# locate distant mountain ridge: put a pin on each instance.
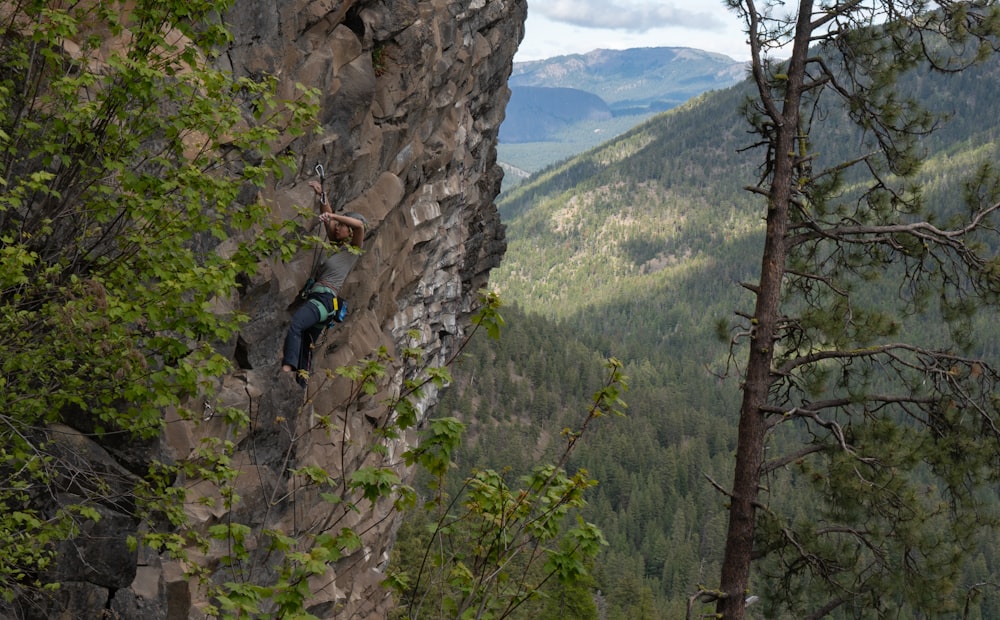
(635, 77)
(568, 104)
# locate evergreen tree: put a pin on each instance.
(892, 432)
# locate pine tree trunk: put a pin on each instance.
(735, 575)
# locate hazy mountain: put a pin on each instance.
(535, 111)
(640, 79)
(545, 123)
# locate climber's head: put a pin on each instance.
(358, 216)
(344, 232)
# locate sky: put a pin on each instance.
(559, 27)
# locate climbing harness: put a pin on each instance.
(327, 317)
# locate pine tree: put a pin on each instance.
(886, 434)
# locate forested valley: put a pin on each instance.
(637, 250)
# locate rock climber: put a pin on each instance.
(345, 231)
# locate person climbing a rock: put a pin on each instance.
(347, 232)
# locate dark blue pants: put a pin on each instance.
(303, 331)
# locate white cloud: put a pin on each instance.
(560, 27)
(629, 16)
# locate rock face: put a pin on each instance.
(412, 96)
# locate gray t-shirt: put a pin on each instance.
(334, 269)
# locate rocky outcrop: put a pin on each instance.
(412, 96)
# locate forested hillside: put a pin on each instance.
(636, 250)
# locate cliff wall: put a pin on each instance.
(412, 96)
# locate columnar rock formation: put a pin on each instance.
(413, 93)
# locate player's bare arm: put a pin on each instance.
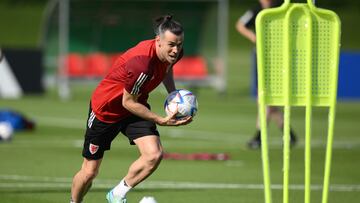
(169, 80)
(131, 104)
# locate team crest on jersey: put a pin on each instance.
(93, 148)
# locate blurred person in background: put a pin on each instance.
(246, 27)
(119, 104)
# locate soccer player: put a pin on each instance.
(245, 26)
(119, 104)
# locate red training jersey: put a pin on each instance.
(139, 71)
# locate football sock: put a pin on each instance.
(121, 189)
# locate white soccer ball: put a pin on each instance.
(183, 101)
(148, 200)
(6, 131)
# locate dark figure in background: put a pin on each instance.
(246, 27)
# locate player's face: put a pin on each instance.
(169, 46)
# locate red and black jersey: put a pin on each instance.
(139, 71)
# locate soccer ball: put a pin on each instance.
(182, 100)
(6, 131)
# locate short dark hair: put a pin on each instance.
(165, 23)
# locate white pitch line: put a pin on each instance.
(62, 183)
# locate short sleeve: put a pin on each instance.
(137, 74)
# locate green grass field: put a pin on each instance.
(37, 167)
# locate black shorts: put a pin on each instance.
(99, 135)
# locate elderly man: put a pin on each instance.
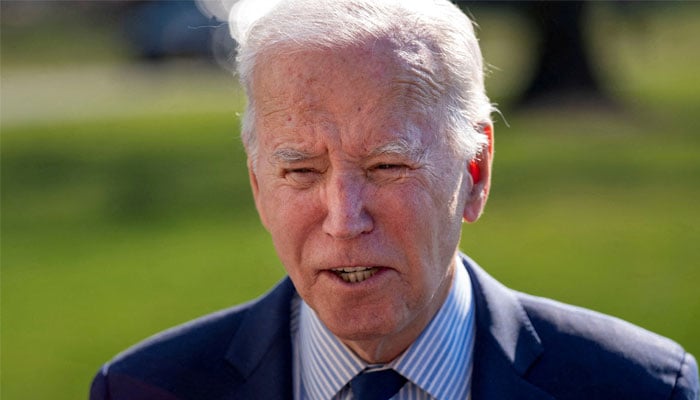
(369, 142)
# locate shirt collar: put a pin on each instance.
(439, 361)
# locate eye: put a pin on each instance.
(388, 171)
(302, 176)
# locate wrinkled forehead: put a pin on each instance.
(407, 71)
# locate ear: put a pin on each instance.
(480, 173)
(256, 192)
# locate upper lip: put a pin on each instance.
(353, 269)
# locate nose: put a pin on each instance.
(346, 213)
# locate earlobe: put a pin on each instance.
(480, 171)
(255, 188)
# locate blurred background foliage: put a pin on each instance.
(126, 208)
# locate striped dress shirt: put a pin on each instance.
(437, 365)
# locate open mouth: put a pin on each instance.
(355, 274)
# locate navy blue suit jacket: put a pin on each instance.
************
**What to work on**.
Do not include the images; transcribe the rest of the listing exactly.

**Full response**.
# locate distant mountain ridge: put a pin on each instance.
(635, 77)
(568, 104)
# locate evergreen tree: put a pin on each instance.
(892, 432)
# locate pine tree trunk: put a pin on each instance.
(735, 575)
# locate hazy mountain: put a pin on each instance.
(535, 111)
(640, 79)
(545, 123)
# locate climber's head: put a pin on each instance.
(358, 216)
(344, 232)
# locate sky: put a pin on each instance.
(559, 27)
# locate climbing harness: put a pin on each instance.
(327, 317)
# locate pine tree: put a pin on each instance.
(886, 434)
# locate forested valley: put a pin on each instance.
(637, 250)
# locate rock climber: put a pin on each instance.
(345, 231)
# locate person climbing a rock: put a pin on each instance.
(347, 232)
# locate dark blue pants: put a pin on each instance.
(303, 331)
# locate white cloud: put a pin on each instance.
(560, 27)
(629, 16)
# locate rock face: put a pin on each instance.
(412, 96)
# locate gray t-shirt: put a pin on each instance.
(334, 269)
# locate rocky outcrop: put a pin on each instance.
(412, 96)
# locate forested hillside: put a pin on each instance.
(636, 250)
# locate cliff wall: put a pin on each instance.
(412, 96)
# locate columnar rock formation: put a pin on each instance.
(413, 93)
# locate player's bare arm: put a pin on each instance.
(169, 80)
(131, 104)
# locate team crest on jersey: put a pin on each instance.
(93, 148)
# locate blurred person in background: put a pin on each instance.
(246, 27)
(119, 104)
# locate soccer player: put a pin on each instance.
(245, 26)
(119, 104)
# locate red training jersey: put a pin on each instance.
(139, 71)
# locate football sock: put a pin on each instance.
(121, 189)
# locate white soccer ball: put a pin on each instance.
(183, 101)
(148, 200)
(6, 131)
# locate dark figure in background: put a pin on each instance.
(246, 27)
# locate player's face: put a pin on each instance.
(169, 46)
# locate red and black jersey: put a pin on each instance.
(139, 71)
# locate soccer ball: put a pin on each instance.
(182, 100)
(6, 131)
# locate short dark hair: put a pin on each instance.
(165, 23)
# locate white pitch line: put a pin on each instance.
(62, 183)
# locate short sleeve: put a pin on each instance.
(137, 74)
# locate green grass field: put a pin on each instance.
(37, 167)
# locate black shorts: put a pin on each instance.
(99, 135)
# locate elderly man: put a pin on each instance.
(369, 142)
# locate shirt collar: put a pin on each instance.
(439, 361)
# locate eye: put a pin on each instance.
(388, 171)
(302, 176)
# locate wrinkled forehead: put a pin on each instance.
(407, 71)
# locate ear: put a pin on each instance.
(480, 173)
(256, 192)
# locate upper lip: put a pin on each instance.
(353, 269)
# locate nose: put a pin on each instance.
(346, 213)
# locate earlobe: put a pin on each instance.
(480, 171)
(255, 188)
# locate blurred background foliage: put a pin on each instance.
(126, 208)
# locate striped dress shirt: put a pin on each instance.
(437, 365)
# locate open mouth: put a pin on each instance.
(355, 274)
# locate navy blue suit jacket: put a pin on each instance.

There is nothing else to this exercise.